> _Поставленная задача A_
Выпишите из отрывка воспоминаний дословно фрагмент, начиная со слов «Читаем Воспоминания благовоспитанной» и заканчивая словами «из моей жизни.».
> _Поставленная задача B_
Перечислите всех людей, которые названы по имени в абзаце отрывка воспоминаний, начинающемся словами «Париж еще был пуст».
> _Поставленная задача C_
Продолжите отрывок воспоминаний, начав сразу после его последнего предложения.

> _Цитируемый текст_
Читаем Воспоминания благовоспитанной девицы полностью

К тому же мне выпала большая удача: в преддверии этого будущего вдруг оказалось, что я уже не одна. Прежде мужчины, которыми я дорожила — Жак, в меньшей степени Эрбо, — были людьми иного склада, чем я: непринужденными, ускользающими, порой непоследовательными, наделенными каким-то губительным обаянием; в общении с ними всегда приходилось быть настороже. Сартр в точности соответствовал тому, что я пожелала себе в пятнадцать лет: в нем я нашла те же накаленные страсти, что и в себе, только у него их было вдвое больше. С ним я всегда смогу все разделить. Когда в начале августа мы с ним расстались, я уже знала, что этот человек никогда не уйдет из моей жизни.

Но прежде чем моя жизнь определится окончательно, мне нужно было прояснить свои отношения с Жаком.

Что я почувствую, встретившись лицом к лицу со своим прошлым? Я с тревогой задавала себе этот вопрос, когда, вернувшись в середине сентября из Мериньяка, звонила в дверь к Легийонам. Жак вышел из конторы на первом этаже, пожал мне руку, улыбнулся и проводил наверх, к себе. Сидя на красной софе, я слушала его рассказ о военной службе, об Африке, о мучившей его тоске; я была рада его видеть, но совсем не взволнована. «Как мы легко встретились!» — сказала я. Он запустил пальцы себе в волосы: «Так и должно было быть!» Я узнавала полумрак галереи, узнавала его жесты, голос — я слишком его узнавала. Вечером я записала в дневнике: «Никогда я не выйду за него замуж. Я его больше не люблю». В целом, такой внезапный поворот меня не удивил: «Слишком очевидно, что в периоды моей наибольшей любви к нему между нами всегда существовал глубокий разлад, который я преодолевала либо отступаясь от самой себя, либо противясь любви. Я лгала себе, делая вид, что жду этой встречи, чтобы определить свое будущее: вот уже несколько недель, как жребий был брошен.

Париж еще был пуст, и я часто виделась с Жаком. Он поведал мне свою историю с Магдой в романтическом духе. Я, со своей стороны, рассказала о моих новых друзьях: похоже, они не очень ему понравились. Был ли он недоволен? Кто я для него? Чего он ждет от меня? Я тем меньше могла это понять, что почти всегда, у него ли дома, в «Стриксе» ли, с нами был кто-то третий; мы ходили с Рике, с Ольгой. Я немного тяготилась этим. Прежде, на расстоянии, я щедро одаривала Жака своей любовью, но если бы он спросил меня о любви теперь, мне было бы нечего ему ответить. Он ни о чем не спрашивал, но порой рисовал свое будущее в, мрачноватых тонах.

> _Предоставленные записи_
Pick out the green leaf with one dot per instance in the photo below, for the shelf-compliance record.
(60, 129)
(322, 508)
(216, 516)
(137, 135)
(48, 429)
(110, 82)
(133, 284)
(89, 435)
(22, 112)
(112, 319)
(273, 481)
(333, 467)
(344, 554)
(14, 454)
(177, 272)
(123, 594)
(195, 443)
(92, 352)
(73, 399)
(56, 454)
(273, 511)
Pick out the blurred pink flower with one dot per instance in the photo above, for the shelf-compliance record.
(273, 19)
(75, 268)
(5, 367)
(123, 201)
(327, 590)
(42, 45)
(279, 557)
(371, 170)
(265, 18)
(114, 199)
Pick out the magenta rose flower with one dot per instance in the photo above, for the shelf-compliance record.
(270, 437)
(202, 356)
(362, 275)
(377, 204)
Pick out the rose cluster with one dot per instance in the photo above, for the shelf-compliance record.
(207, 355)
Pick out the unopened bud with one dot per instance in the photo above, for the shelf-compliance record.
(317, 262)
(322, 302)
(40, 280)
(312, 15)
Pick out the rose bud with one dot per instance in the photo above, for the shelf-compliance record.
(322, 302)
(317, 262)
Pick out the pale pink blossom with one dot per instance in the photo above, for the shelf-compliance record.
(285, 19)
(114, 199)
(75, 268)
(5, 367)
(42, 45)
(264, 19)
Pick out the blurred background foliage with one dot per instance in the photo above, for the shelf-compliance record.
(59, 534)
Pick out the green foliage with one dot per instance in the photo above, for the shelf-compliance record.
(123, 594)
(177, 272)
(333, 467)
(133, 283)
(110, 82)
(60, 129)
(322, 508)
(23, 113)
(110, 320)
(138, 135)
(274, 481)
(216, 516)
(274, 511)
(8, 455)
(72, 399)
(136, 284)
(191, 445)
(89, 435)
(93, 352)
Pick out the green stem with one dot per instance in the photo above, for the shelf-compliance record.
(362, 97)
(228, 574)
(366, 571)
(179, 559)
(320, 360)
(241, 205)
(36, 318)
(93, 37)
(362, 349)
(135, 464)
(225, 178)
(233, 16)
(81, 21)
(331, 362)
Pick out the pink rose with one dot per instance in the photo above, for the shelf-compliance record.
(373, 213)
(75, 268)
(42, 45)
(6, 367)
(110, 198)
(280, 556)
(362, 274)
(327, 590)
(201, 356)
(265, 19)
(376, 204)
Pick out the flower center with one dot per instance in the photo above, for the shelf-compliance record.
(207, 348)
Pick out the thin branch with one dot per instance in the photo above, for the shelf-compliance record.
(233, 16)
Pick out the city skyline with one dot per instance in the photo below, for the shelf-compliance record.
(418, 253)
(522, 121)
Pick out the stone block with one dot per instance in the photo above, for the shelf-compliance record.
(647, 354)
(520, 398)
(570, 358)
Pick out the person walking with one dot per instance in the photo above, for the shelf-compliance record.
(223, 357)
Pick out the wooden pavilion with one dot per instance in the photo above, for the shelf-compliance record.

> _Итоговый результат A_
Читаем Воспоминания благовоспитанной девицы полностью

К тому же мне выпала большая удача: в преддверии этого будущего вдруг оказалось, что я уже не одна. Прежде мужчины, которыми я дорожила — Жак, в меньшей степени Эрбо, — были людьми иного склада, чем я: непринужденными, ускользающими, порой непоследовательными, наделенными каким-то губительным обаянием; в общении с ними всегда приходилось быть настороже. Сартр в точности соответствовал тому, что я пожелала себе в пятнадцать лет: в нем я нашла те же накаленные страсти, что и в себе, только у него их было вдвое больше. С ним я всегда смогу все разделить. Когда в начале августа мы с ним расстались, я уже знала, что этот человек никогда не уйдет из моей жизни.

> _Итоговый результат B_
Жак, Магда, Рике, Ольга.

> _Итоговый результат C_
Однажды вечером я пригласила его с Рике и Ольгой и мою сестру к себе на новоселье. Отец оплатил мое обустройство на новом месте, комната мне очень нравилась. Мы с сестрой расставили на столе коньяк и вермут, рюмки, тарелки, пирожное. Ольга пришла с небольшим опозданием и одна, чем очень нас огорчила. Тем не менее после двух-трех рюмок разговор оживился; мы заговорили о Жаке, о его будущем. «Все будет зависеть от его жены», — сказала Ольга и, помолчав, добавила: «Я считаю, что, к сожалению, она ему не пара». «Да кто же это?» — спросила я. «Одиль Риокур. Разве вы не знаете, что он женится на сестре Люсьена?» «Нет», — промолвила я, остолбенев. Ольга с готовностью посвятила меня в детали. По возвращении из Алжира Жак три недели провел в поместье Риокура; малышка без ума влюбилась в него и решительно заявила родителям, что хочет за него замуж; после разговора с Люсьеном Жак согласился. Он едва ее знал; кроме солидного наследства, она, по словам Ольги, никакими особенными достоинствами не обладала. Я поняла, почему я не виделась с Жаком с глазу на глаз: он не осмеливался ни молчать, ни говорить со мной; в тот вечер он не пришел на новоселье, поручив Ольге ввести меня в курс дела. Я, как могла, делала вид, что мне все безразлично. Но, едва оставшись одни, мы с сестрой дали выход своему горестному изумлению. Мы долго бродили по Парижу, сокрушенные тем, что герой нашей юности превратился в расчетливого буржуа.

Когда я вновь появилась у Жака, он с едва заметным смущением стал говорить мне о своей невесте и с важным видом — о своей возросшей ответственности. В один из вечеров я получила от него загадочное письмо. Он писал, что это именно он открыл мне дорогу в жизнь, а теперь остается позади, его относит ветер, он не в силах идти за мной. «К тому же от ветра и усталости всегда наворачиваются слезы на глаза». Письмо взволновало меня, но я не ответила, мне нечего было отвечать. Так или иначе, эта история закончилась.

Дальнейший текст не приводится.